TRECHO DE ORIGEM ::
Por isso, minha Madre, é com prazer que venho cantar junto de vós as misericórdias do Senhor... É só para vós que vou escrever a história da Florzinha colhida por Jesus, por isso, vou falar à vontade, sem me preocupar nem com o estilo nem com as numerosas digressões que vou fazer. Um coração de mãe compreende sempre o seu filho, mesmo que não saiba senão balbuciar. Por isso tenho a certeza de ser compreendida e adivinhada por vós, que formastes o meu coração e o oferecestes a Jesus!...

ENUNCIADO DA TAREFA :: Por favor, troque "Florzinha" por "Flor" e reescreva o trecho de origem começando em "Por isso, minha" e seguindo até "oferecestes a Jesus!...".

DADOS ARMAZENADOS ::
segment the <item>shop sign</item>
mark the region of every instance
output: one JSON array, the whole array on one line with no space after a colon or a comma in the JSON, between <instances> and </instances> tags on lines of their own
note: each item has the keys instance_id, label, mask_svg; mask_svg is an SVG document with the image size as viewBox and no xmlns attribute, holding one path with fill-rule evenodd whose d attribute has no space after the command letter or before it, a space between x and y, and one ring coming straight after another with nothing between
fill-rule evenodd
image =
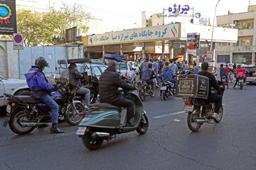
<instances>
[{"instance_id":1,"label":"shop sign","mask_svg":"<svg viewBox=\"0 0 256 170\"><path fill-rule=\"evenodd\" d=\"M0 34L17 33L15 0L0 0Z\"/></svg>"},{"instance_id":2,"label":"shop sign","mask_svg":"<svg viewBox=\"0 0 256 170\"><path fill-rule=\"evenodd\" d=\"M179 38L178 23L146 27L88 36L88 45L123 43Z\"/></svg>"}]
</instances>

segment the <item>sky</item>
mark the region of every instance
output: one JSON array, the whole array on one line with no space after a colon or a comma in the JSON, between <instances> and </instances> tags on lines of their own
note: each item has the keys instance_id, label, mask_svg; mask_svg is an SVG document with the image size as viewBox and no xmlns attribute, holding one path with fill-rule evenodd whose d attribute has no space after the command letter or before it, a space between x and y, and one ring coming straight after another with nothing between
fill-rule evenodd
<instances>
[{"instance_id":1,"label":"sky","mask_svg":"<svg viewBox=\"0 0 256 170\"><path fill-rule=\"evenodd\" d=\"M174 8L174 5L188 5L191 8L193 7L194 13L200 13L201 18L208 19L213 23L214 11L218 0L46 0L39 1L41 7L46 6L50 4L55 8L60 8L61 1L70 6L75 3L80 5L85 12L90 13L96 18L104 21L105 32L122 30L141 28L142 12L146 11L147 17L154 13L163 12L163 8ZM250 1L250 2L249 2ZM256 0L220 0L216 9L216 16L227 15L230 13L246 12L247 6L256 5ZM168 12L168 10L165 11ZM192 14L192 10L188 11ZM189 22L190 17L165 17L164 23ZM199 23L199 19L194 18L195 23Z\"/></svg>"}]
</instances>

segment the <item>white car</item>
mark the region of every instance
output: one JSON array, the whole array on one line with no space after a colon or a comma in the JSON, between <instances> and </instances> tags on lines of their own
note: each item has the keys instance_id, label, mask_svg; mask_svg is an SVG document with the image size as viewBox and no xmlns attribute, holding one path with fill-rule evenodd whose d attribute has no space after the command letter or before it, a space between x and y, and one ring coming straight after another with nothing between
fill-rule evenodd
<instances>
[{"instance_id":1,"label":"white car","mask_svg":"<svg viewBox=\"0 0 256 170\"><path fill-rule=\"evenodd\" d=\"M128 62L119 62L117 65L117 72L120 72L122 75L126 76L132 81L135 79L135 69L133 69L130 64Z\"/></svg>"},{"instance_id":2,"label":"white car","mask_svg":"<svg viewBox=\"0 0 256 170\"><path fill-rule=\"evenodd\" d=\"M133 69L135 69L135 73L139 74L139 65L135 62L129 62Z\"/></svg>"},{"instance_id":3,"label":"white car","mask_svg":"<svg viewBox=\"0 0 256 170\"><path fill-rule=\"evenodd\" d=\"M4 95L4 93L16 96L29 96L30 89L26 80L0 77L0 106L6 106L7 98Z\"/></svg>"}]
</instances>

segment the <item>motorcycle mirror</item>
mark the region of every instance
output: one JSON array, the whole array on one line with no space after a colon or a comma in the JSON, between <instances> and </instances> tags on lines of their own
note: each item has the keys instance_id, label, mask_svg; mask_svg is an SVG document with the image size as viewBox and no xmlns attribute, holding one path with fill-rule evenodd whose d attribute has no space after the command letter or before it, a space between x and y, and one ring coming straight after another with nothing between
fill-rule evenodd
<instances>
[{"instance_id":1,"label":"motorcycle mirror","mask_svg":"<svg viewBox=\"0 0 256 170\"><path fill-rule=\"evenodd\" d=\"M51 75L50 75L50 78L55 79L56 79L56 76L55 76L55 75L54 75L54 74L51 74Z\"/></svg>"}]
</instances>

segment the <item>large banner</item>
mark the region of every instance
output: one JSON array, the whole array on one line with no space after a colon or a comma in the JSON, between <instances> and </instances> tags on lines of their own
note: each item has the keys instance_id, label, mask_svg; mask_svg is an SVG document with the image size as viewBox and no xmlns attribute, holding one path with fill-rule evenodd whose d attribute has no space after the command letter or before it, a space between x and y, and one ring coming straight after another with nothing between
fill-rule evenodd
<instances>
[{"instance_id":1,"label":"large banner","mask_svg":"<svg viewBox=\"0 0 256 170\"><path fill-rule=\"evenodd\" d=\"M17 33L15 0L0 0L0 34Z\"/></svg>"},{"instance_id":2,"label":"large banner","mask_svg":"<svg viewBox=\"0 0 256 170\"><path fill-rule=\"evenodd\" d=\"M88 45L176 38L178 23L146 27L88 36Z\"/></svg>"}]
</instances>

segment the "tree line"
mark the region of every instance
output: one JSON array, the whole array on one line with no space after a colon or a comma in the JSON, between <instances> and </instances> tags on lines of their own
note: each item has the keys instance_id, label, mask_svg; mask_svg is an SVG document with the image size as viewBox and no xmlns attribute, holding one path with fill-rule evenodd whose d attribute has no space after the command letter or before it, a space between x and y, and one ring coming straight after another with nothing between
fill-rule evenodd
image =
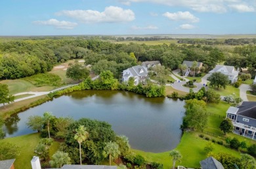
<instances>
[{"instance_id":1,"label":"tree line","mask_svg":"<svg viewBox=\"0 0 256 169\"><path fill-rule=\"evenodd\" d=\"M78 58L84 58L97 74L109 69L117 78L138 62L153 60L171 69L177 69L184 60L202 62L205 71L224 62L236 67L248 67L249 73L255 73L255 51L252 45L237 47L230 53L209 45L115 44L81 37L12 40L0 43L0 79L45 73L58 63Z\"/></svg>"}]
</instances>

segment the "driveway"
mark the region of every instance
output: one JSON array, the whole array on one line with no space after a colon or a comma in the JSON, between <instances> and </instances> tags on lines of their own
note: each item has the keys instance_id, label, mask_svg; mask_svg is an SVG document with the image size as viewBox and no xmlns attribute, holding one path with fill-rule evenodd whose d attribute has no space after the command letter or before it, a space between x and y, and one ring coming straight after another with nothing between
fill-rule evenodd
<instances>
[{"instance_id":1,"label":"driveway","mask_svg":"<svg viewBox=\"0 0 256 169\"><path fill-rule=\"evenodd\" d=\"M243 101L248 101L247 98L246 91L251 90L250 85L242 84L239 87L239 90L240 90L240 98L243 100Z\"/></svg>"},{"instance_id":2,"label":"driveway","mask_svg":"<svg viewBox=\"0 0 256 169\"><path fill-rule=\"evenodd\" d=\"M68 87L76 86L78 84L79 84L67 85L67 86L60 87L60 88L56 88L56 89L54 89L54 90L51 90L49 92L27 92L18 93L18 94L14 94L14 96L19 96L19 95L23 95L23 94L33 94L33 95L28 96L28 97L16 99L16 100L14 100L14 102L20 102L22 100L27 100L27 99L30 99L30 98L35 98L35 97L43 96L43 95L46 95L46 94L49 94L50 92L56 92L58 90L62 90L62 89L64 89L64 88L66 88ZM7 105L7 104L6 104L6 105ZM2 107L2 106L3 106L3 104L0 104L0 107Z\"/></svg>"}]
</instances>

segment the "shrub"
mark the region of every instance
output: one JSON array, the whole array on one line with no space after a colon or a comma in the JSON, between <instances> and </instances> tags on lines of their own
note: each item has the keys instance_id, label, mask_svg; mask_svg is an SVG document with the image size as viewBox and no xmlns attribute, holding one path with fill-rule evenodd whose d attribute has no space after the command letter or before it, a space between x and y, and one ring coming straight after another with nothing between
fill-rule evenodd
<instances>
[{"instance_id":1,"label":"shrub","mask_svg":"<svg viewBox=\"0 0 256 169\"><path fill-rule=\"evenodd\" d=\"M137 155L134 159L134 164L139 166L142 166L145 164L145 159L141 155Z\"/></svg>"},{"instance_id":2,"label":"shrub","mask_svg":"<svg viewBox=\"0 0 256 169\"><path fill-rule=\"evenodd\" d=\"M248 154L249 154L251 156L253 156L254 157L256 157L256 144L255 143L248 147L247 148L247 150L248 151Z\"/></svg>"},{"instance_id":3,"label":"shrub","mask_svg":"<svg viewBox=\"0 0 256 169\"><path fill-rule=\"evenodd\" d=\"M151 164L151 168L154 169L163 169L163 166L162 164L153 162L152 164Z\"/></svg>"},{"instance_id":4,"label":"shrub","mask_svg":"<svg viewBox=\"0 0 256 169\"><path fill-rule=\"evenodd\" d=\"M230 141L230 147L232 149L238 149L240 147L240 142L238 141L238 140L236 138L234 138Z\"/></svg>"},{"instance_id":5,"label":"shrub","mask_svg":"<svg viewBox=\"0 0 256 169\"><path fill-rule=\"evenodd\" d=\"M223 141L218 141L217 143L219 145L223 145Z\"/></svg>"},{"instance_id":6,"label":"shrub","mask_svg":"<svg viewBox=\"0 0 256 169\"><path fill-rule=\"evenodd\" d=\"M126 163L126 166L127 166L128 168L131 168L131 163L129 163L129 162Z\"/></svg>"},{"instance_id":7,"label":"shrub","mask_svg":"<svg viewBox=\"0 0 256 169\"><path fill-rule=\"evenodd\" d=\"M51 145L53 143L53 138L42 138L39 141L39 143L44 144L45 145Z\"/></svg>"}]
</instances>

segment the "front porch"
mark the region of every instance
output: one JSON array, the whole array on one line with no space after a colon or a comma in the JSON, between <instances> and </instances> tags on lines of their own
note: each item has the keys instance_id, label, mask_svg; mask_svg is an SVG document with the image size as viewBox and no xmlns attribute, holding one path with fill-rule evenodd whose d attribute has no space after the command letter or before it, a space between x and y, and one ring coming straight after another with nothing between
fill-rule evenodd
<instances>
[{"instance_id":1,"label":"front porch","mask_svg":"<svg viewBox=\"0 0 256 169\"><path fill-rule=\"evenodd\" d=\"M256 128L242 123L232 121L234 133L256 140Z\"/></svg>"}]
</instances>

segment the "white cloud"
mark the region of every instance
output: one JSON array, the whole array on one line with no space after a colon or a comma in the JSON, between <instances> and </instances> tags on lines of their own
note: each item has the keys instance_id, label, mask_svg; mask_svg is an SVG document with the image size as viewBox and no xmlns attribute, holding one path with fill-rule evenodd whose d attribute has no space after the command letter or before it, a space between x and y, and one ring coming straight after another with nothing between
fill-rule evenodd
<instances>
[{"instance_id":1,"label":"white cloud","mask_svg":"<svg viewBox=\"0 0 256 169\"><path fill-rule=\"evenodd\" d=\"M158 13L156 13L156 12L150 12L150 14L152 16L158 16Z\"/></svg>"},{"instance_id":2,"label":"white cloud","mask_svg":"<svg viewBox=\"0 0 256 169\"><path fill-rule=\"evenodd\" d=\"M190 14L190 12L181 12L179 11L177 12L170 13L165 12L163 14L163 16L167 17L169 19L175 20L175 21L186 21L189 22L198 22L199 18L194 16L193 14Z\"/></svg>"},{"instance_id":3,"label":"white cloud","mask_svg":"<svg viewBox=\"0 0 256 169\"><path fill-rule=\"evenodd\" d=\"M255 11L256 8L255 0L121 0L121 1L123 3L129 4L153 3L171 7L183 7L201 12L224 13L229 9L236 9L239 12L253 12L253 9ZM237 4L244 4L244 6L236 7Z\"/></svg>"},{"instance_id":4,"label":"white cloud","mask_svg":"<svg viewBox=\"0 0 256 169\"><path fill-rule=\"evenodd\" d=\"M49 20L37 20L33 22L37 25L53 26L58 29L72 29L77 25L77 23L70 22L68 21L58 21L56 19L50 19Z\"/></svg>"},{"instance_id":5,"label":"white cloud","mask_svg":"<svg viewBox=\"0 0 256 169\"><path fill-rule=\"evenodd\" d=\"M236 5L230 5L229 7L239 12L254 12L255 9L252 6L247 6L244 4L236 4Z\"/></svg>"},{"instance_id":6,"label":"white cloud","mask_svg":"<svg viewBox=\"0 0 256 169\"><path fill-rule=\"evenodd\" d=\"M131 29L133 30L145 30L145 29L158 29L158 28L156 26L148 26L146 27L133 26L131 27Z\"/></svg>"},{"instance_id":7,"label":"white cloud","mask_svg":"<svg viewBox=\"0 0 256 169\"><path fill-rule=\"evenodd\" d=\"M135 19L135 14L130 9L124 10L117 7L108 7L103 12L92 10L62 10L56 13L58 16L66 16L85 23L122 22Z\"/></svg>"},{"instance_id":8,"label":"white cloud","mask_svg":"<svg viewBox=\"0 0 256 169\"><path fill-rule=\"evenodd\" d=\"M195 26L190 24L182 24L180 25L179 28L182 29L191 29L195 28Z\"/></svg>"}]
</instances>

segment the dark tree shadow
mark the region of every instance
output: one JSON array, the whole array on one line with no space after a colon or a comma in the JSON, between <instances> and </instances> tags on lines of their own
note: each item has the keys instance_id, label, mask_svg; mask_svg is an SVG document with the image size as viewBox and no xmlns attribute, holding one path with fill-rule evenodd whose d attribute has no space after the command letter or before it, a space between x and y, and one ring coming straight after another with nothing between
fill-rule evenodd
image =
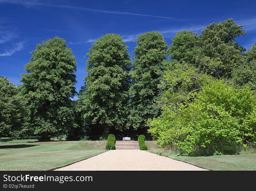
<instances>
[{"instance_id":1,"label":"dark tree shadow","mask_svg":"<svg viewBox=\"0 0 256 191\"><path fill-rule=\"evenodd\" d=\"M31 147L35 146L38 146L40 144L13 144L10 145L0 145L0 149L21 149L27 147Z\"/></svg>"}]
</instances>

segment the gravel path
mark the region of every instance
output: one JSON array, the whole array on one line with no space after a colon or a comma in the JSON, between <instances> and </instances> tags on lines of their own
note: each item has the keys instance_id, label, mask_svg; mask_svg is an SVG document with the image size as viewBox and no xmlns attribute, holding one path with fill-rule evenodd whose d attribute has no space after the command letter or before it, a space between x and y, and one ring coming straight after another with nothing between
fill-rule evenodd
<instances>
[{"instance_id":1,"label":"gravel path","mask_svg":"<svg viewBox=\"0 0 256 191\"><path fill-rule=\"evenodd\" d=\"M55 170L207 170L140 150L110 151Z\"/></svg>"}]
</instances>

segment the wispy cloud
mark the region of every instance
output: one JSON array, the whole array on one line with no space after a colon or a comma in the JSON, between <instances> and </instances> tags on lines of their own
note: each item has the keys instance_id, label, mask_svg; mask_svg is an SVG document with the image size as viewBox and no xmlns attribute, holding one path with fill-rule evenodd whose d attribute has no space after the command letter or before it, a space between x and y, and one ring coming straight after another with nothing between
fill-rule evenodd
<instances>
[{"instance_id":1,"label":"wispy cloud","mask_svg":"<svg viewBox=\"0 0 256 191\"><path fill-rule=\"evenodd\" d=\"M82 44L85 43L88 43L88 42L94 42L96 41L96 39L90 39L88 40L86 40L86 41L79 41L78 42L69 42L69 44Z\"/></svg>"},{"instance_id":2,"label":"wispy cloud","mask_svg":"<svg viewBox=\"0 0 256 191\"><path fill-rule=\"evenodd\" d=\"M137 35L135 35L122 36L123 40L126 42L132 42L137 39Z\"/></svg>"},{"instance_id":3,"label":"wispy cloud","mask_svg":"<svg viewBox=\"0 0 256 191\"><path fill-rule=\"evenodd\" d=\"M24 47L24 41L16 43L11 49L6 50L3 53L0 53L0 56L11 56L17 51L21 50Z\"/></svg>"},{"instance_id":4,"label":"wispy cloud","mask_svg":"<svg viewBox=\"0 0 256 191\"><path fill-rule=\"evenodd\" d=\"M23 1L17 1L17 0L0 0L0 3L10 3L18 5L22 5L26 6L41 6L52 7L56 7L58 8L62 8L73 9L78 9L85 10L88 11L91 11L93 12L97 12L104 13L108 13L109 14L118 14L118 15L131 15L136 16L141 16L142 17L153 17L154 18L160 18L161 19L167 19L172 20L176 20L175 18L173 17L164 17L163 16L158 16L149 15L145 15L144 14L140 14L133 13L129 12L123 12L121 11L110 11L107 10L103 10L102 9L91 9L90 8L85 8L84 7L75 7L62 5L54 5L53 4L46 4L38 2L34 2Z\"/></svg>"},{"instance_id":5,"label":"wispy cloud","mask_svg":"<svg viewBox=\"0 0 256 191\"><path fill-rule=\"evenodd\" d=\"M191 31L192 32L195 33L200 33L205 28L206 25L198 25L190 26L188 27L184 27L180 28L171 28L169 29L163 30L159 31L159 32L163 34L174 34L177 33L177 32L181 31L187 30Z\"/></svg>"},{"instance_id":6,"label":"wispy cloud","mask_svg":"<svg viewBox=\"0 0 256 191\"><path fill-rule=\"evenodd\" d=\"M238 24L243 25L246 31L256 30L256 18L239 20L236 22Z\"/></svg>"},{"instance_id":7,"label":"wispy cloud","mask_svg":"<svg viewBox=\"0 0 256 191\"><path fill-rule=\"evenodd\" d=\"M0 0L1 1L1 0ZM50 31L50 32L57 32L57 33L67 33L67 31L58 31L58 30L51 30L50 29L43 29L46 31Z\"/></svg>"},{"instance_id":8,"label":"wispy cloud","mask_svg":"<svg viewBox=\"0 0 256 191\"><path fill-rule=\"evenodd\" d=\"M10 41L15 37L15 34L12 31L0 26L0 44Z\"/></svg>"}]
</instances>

SOLUÇÃO DA TAREFA ::
Por isso, minha Madre, é com prazer que venho cantar junto de vós as misericórdias do Senhor... É só para vós que vou escrever a história da Flor colhida por Jesus, por isso, vou falar à vontade, sem me preocupar nem com o estilo nem com as numerosas digressões que vou fazer. Um coração de mãe compreende sempre o seu filho, mesmo que não saiba senão balbuciar. Por isso tenho a certeza de ser compreendida e adivinhada por vós, que formastes o meu coração e o oferecestes a Jesus!...